**EXERCISE TASK A**. Please reproduce the entire forum thread on Russian listening comprehension, unchanged.

**SOURCE PASSAGE**.
■ ■ ■ ■ ■ ■ ■

# Forum Practice and Perfect your Russian Individual Tutoring for Russian  ValeriyaRusalka needs Listening Comprehension Help!

## valeriyarusalka

Здравствуйте! 
I have been studying Russian for 3 1/2 years, in my courses at my university. I also spent 5 weeks in Russia. I would probably say my reading comprehension is Intermediate, and my speaking is Intermediate Low. My listening comprehension is bad; I can pick out words here or there, but most of the time, I can't break down the words and it sounds like one long, continuous word. Any help, please?

----------


## iCake

Hello. I understand your frustration. Listening comprehension is probably the most difficult skill to get. To top it all, I don't think there is a 100% working solution to get it. There are only tips and suggestions and to be honest, they are mostly platitudes, but sometimes you have to listen even to platitudes. 
First of all, you have to listen and listen *a lot and reguraly* to actually obtain a good listening comprehension. As for me, I think the best choice would be to listen to something that has both audio and video, that creates some kind of interaction. You don't only hear but you also see what's going on and that can help you understand something even though you didn't make out the words or it even might help you deduce the unknown word's meaning. That's a great asset, believe me.

■ ■ ■ ■ ■ ■ ■

**DATA SUPPLIED**.
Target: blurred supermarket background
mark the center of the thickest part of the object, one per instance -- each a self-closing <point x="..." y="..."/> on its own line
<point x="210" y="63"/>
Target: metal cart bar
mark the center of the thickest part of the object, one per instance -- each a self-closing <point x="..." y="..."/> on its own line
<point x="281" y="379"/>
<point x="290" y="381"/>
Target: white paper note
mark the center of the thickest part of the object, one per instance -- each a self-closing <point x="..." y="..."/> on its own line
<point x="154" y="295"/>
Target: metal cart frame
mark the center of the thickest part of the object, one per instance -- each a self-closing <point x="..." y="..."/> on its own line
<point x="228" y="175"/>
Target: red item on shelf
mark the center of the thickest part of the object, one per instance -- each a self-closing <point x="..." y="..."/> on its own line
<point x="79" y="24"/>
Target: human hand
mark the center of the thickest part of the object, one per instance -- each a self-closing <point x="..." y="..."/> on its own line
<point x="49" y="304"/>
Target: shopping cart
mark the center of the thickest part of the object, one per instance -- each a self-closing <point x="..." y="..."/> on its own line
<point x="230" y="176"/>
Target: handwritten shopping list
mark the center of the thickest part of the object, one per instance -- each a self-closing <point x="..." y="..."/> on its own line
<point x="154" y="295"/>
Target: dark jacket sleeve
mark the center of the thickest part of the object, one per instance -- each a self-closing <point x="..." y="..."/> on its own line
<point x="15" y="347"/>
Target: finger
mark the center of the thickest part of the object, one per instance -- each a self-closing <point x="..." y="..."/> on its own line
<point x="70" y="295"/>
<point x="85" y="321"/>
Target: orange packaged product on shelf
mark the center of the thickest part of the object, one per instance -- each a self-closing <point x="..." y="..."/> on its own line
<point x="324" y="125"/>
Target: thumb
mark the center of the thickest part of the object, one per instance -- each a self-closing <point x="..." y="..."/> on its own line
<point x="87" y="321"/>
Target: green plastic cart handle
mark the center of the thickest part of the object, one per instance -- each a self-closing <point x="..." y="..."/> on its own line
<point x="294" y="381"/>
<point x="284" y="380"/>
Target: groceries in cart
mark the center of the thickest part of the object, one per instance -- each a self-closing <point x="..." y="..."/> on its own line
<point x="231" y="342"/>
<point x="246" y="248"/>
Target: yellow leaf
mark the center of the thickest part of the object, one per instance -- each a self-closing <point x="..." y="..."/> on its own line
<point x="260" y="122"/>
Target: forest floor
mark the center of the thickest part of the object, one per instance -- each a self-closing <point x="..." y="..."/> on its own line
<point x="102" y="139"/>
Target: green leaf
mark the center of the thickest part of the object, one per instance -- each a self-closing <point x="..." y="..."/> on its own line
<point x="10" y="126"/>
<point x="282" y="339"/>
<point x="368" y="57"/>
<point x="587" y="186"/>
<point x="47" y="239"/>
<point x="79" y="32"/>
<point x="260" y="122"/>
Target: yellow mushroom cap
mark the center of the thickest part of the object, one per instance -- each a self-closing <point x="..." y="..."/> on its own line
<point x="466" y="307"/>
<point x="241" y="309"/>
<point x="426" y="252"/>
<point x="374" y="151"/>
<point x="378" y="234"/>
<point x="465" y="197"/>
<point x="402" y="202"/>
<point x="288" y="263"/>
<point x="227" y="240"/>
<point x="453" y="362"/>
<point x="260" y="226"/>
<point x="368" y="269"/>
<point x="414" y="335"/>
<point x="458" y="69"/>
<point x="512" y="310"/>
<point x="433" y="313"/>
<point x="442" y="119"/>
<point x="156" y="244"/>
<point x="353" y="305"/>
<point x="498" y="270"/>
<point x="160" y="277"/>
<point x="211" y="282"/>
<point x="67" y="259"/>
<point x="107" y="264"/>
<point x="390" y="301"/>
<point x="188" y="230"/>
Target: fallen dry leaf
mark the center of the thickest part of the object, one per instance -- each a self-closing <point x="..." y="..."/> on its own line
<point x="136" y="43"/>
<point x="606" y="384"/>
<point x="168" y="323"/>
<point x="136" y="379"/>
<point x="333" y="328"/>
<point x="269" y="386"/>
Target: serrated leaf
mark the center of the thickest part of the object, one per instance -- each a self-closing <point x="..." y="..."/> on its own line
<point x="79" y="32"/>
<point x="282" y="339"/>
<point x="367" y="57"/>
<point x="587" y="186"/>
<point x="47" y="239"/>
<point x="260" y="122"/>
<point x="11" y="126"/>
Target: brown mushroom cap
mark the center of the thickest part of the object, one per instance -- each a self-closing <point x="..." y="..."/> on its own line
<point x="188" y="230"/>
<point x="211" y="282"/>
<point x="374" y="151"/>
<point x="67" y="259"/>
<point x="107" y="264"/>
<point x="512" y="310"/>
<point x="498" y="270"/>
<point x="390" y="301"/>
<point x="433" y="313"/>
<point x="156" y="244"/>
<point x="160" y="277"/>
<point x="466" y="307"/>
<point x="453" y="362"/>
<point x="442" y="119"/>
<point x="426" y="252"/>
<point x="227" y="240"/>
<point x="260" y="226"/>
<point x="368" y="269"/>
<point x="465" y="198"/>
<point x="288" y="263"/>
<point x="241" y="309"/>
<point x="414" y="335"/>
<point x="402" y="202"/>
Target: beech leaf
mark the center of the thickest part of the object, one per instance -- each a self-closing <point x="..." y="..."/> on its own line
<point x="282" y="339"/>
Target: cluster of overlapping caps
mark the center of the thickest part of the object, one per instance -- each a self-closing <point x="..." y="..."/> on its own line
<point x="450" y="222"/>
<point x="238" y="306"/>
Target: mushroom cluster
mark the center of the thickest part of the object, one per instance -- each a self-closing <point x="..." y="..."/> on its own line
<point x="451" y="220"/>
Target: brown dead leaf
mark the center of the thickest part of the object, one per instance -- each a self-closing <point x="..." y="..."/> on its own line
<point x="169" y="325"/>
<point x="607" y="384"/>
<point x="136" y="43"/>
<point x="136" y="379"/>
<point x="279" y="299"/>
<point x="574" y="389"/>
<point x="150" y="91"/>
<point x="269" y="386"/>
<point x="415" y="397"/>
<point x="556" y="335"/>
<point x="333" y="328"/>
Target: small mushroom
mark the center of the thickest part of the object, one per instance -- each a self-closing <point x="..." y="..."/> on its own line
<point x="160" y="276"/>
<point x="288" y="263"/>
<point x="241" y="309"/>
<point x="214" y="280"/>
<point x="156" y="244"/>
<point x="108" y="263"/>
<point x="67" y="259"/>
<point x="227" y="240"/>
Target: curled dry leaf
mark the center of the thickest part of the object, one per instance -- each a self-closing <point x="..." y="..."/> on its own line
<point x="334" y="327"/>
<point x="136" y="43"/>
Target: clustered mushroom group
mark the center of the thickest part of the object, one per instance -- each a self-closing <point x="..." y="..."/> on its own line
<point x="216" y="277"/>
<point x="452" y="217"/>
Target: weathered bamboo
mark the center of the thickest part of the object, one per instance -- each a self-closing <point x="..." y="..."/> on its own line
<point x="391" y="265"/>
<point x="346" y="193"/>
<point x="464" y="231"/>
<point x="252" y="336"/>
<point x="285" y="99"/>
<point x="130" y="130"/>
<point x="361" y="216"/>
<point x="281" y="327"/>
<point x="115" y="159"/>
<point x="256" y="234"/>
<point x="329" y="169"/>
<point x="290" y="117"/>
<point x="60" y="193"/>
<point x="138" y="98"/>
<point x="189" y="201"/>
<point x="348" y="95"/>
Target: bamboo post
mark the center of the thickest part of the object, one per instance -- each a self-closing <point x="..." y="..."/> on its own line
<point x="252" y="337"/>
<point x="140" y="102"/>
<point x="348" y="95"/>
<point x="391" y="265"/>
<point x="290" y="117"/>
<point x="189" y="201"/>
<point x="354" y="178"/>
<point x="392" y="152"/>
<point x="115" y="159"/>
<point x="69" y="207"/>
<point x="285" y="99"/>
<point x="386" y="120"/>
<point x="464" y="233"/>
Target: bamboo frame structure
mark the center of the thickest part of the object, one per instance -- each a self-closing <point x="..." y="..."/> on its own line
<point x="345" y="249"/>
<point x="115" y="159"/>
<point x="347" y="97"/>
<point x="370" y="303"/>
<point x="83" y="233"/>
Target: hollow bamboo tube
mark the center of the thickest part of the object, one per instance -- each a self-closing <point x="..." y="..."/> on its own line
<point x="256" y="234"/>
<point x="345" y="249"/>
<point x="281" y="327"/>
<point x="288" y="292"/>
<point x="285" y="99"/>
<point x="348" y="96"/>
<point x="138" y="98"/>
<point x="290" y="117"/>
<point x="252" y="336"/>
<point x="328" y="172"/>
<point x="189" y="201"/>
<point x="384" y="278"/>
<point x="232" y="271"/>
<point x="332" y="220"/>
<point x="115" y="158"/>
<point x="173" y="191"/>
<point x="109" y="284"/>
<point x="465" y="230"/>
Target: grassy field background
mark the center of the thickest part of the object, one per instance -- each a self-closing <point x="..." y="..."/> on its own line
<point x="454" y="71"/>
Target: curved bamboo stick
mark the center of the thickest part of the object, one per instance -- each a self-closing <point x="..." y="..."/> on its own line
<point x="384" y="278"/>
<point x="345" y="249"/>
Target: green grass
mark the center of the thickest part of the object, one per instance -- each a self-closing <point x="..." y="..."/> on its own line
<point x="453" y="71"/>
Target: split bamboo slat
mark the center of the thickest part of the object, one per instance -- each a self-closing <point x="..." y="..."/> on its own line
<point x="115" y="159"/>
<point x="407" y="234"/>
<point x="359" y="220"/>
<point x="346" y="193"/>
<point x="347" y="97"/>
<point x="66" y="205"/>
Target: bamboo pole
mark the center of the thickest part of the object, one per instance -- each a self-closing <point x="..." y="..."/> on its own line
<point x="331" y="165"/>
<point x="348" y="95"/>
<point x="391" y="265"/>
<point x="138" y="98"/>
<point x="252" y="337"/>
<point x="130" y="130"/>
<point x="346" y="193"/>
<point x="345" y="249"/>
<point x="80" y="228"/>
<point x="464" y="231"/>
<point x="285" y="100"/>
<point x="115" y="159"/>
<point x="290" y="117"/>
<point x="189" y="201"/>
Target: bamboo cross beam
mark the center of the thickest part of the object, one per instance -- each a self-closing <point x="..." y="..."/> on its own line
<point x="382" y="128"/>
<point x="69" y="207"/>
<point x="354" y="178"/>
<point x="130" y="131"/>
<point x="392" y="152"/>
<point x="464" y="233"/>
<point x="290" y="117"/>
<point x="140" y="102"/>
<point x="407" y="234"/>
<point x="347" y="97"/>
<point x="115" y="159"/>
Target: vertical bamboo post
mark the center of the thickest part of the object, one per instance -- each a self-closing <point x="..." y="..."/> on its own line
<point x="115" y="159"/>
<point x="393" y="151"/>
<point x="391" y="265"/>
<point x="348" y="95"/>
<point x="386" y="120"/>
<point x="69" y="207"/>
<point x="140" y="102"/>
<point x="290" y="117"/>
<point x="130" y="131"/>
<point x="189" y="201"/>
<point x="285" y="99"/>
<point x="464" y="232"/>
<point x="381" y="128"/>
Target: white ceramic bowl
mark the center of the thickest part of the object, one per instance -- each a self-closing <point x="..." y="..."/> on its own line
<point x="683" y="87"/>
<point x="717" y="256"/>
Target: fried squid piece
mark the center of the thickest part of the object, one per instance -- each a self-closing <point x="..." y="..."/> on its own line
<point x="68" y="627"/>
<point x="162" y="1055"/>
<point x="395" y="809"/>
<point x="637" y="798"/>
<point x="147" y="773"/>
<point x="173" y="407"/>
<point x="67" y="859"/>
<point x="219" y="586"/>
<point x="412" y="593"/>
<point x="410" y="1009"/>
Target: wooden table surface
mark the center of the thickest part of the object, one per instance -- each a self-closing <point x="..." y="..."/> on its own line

■ ■ ■ ■ ■ ■ ■

**EXERCISE TASK B**. Write out the rows starting at the line containing "Target: white ceramic bowl" and ending at the final line of the rows.

**OUTPUT A**.
# Forum Practice and Perfect your Russian Individual Tutoring for Russian  ValeriyaRusalka needs Listening Comprehension Help!

## valeriyarusalka

Здравствуйте! 
I have been studying Russian for 3 1/2 years, in my courses at my university. I also spent 5 weeks in Russia. I would probably say my reading comprehension is Intermediate, and my speaking is Intermediate Low. My listening comprehension is bad; I can pick out words here or there, but most of the time, I can't break down the words and it sounds like one long, continuous word. Any help, please?

----------


## iCake

Hello. I understand your frustration. Listening comprehension is probably the most difficult skill to get. To top it all, I don't think there is a 100% working solution to get it. There are only tips and suggestions and to be honest, they are mostly platitudes, but sometimes you have to listen even to platitudes. 
First of all, you have to listen and listen *a lot and reguraly* to actually obtain a good listening comprehension. As for me, I think the best choice would be to listen to something that has both audio and video, that creates some kind of interaction. You don't only hear but you also see what's going on and that can help you understand something even though you didn't make out the words or it even might help you deduce the unknown word's meaning. That's a great asset, believe me.

**OUTPUT B**.
Target: white ceramic bowl
mark the center of the thickest part of the object, one per instance -- each a self-closing <point x="..." y="..."/> on its own line
<point x="683" y="87"/>
<point x="717" y="256"/>
Target: fried squid piece
mark the center of the thickest part of the object, one per instance -- each a self-closing <point x="..." y="..."/> on its own line
<point x="68" y="627"/>
<point x="162" y="1055"/>
<point x="395" y="809"/>
<point x="637" y="798"/>
<point x="147" y="773"/>
<point x="173" y="407"/>
<point x="67" y="859"/>
<point x="219" y="586"/>
<point x="412" y="593"/>
<point x="410" y="1009"/>
Target: wooden table surface
mark the center of the thickest part of the object, one per instance -- each a self-closing <point x="..." y="..."/> on its own line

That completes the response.